▶ Reading text:
=== Begin Enclosure ===

Internet traffic has increased significantly in recent years, and a need has arisen to develop scalable architecture for the delivery of Internet services. In place of a single centralised server handling all aspects of client requests, content providers are moving to a model of distributed, geographically diverse content distribution networks, in which a series of origin servers, or surrogates, are distributed within the network. Such architectures share the burden of client requests between several servers, and bring origin servers closer to the end users they are servicing. In addition to the load balancing advantages afforded by such distributed networks, the proximity of a given surrogate to the end user allows a content provider to offer additional user services which might be based for example on geographic location.
The Internet Content Adaptation Protocol (ICAP) is a light weight, HTTP-like protocol specified in Request for Comments (RFC) 3507 and used to extend transparent proxy servers. ICAP enhances distributed content delivery networks by providing transformation services on HTTP messages. The ICAP server receives an HTTP message from a client, which may for example be a surrogate origin server, the ICAP server then performs some transformation of the HTTP message before sending back a response to the client, usually with a modified HTTP message.
ICAP enables simple content transformations to be performed near the edge of the network, instead of requiring updated content from an origin server. This may include for example providing an updated advertisement each time a particular web page is viewed. Instead of requiring an updated page from an origin server each time a page is viewed, a page may be cached near the edge of the network, and an ICAP server used to insert a new advertisement each time the page is viewed. Other edge services may be offered by ICAP servers, including translation of web pages into an appropriate language for the geographical location of an end user, or transformation of web pages to different formats appropriate for particular end user devices, including for example tablet or mobile phone based web browsers.

=== End Enclosure ===

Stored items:
=== Begin Enclosure ===

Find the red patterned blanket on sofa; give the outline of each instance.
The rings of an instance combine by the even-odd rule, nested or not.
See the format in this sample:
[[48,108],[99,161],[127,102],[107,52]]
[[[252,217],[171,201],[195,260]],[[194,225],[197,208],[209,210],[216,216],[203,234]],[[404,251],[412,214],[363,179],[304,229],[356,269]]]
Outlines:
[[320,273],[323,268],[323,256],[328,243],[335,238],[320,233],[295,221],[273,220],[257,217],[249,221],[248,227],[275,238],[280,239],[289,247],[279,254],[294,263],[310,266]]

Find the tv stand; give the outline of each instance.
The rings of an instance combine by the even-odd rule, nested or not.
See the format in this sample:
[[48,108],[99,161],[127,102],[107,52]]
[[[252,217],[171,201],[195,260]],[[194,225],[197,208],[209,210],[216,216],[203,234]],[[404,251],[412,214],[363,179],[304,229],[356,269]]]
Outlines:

=== End Enclosure ===
=== Begin Enclosure ===

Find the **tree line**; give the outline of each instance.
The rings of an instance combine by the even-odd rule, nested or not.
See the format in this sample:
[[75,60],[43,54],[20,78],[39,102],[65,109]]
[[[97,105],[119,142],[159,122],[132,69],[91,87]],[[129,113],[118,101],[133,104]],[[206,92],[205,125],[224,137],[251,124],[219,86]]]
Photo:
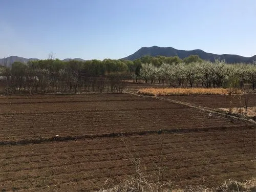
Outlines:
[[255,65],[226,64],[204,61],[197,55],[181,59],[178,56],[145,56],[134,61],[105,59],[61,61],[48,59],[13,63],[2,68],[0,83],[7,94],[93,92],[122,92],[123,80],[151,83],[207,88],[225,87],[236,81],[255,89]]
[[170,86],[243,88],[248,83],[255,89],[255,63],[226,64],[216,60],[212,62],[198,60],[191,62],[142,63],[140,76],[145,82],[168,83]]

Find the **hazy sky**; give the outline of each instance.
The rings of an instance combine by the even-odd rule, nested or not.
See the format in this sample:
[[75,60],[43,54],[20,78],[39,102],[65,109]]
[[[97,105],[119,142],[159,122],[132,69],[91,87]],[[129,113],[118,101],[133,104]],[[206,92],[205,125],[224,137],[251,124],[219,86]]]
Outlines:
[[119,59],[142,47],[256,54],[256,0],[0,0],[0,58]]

=== End Enclosure ===

▶ What to do:
1. Reproduce the content delivery text word for word, starting at "ICAP enables simple" and ending at "based web browsers.".
2. Write the next part of the content delivery text, picking up after its final sentence.

▶ Solved tasks:
1.
ICAP enables simple content transformations to be performed near the edge of the network, instead of requiring updated content from an origin server. This may include for example providing an updated advertisement each time a particular web page is viewed. Instead of requiring an updated page from an origin server each time a page is viewed, a page may be cached near the edge of the network, and an ICAP server used to insert a new advertisement each time the page is viewed. Other edge services may be offered by ICAP servers, including translation of web pages into an appropriate language for the geographical location of an end user, or transformation of web pages to different formats appropriate for particular end user devices, including for example tablet or mobile phone based web browsers.

2.
ICAP servers may additionally enable the offloading of expensive operations from surrogates, so reducing the processing load at the surrogate. Virus scanning is one example of an expensive process that may be offloaded in this way. A surrogate responding to a download request from a user may offload the task of scanning a downloaded program for viruses before accepting the program into its cache. Content filtering may also be implemented via ICAP, with firewalls or surrogates sending outgoing webpage requests to an ICAP server to check that the Uniform Resource Identifier (URI) in the request is allowed before delivering the webpage to an end user.
In order to provide the above discussed functionality, ICAP servers may operate in different modes according to the nature of the task being conducted. In Request Modification (REQMOD) mode, an end user request is first sent to the ICAP for modification before it is forwarded to an origin server or otherwise processed. REQMOD may be used to implement content filtering, with a URI being sent to the ICAP server to determine if access to the URI is allowed. The ICAP server may return the request to the client if the URI is allowed, or return a modified request pointing to a page containing an error message if the URI is not allowed.
In Response Modification (RESPMOD) mode, an ICAP client sends an HTTP response, typically generated by an origin server, to an ICAP server before the response is forwarded to the end user. The ICAP server may modify the response before returning it to the ICAP client, for example conducting virus scanning, content transition or content formatting.
In OPTIONS mode an ICAP server provides configuration information to an ICAP client, enabling the ICAP client to interact with the ICAP server.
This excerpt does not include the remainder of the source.